# Planted Tanks > Plant Talk > Aquatic Moss Club >  Fissidens splachnobryoides

## EvolutionZ

any singaporeans bought them from aquabid?
as far as i know, i don't think any singapore LFS have it(other than bioplast)
was thinking of shipping in some.. hows the growth and difficulty?
note : i have nothing to do with the seller below, just happen that he is the only fissiden selling in aquabid..
http://www.aquabid.com/cgi-bin/aucti...tsm&1245056403

----------


## Sandfire

bioplast named it as mini fissiden..

the price on the net is so cheap, it really tempted me to get it from them but have the same concern as u .

----------


## kokon2208

It is not probably an aquatic moss. Well I still could not get success with it growing submersed. It grows well floating like riccia: 




And being exposed to air from time to time:




But being submersed it does not show positive growth. This plant grows totally submeresed for 6-7 months:


But still need some time to watch...

----------


## EvolutionZ

hmm.. but the pictures from the link shows such beautiful growth..

----------


## kokon2208

All the pictures above are made in my tanks. My opinion is based on my own expirience. Maybe someone could keep them better. Still not too much info...

----------


## EvolutionZ

thanks, i might give it a try..

----------


## stephan

The plant in aquamagic's advert is a Fissidens probabaly F splachnobryoides and it can be grown submerged given enough CO2. I bought it a couple of years ago. Unfortunately what they are selling now is not F splachnobryoides even though they still show the same photograph. Kokon's moss is not even a Fissidens (which are easy to tell apart from other mosses). I have also received this moss when I asked for more F splachnobryoides recently. Its no good in the aquarium.

best regards

----------


## EvolutionZ

that means its fake? do you know any online sellers selling F splachnobryoides?

----------


## stephan

Why not try Bioplast which is in Singapore? They are THE aquarium moss specialists.

----------


## EvolutionZ

ok thanks.

----------


## EvolutionZ

hey, i found this fissiden but not online store.. iit was grown submersed for months..

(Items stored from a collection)
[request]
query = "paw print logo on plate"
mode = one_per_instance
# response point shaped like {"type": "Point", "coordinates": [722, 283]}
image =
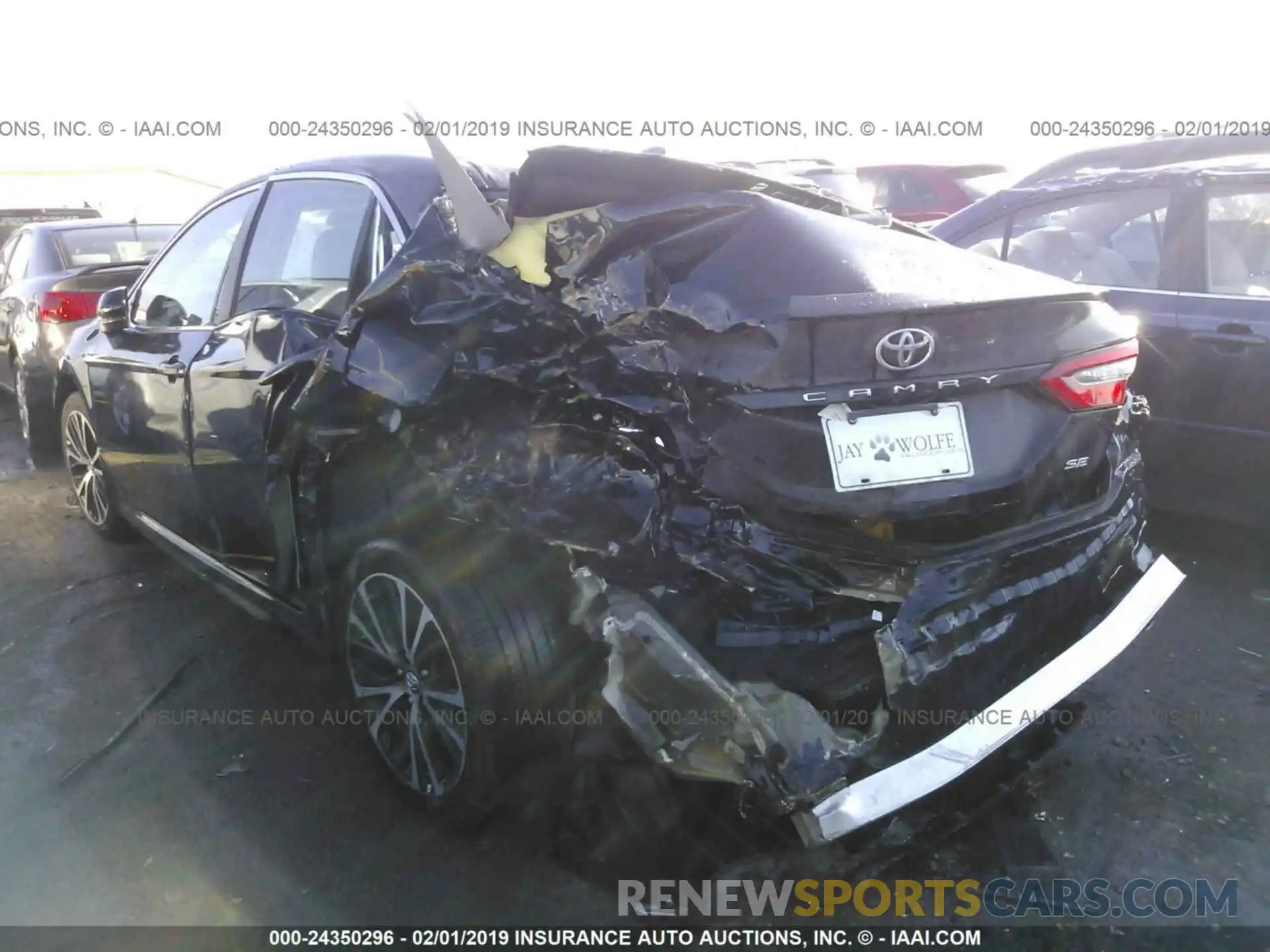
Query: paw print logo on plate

* Given request A *
From the forum thread on Fissidens splachnobryoides, return the passage starting at "any singaporeans bought" and ending at "growth and difficulty?".
* Given request B *
Answer these questions from the forum thread on Fissidens splachnobryoides:
(i) What name does Bioplast give the moss?
(ii) For how long did kokon2208's plant grow totally submersed?
(iii) According to stephan, what does F splachnobryoides need in order to be grown submerged?

* Expected answer A *
any singaporeans bought them from aquabid?
as far as i know, i don't think any singapore LFS have it(other than bioplast)
was thinking of shipping in some.. hows the growth and difficulty?

* Expected answer B *
(i) Mini fissiden.
(ii) 6-7 months.
(iii) Enough CO2.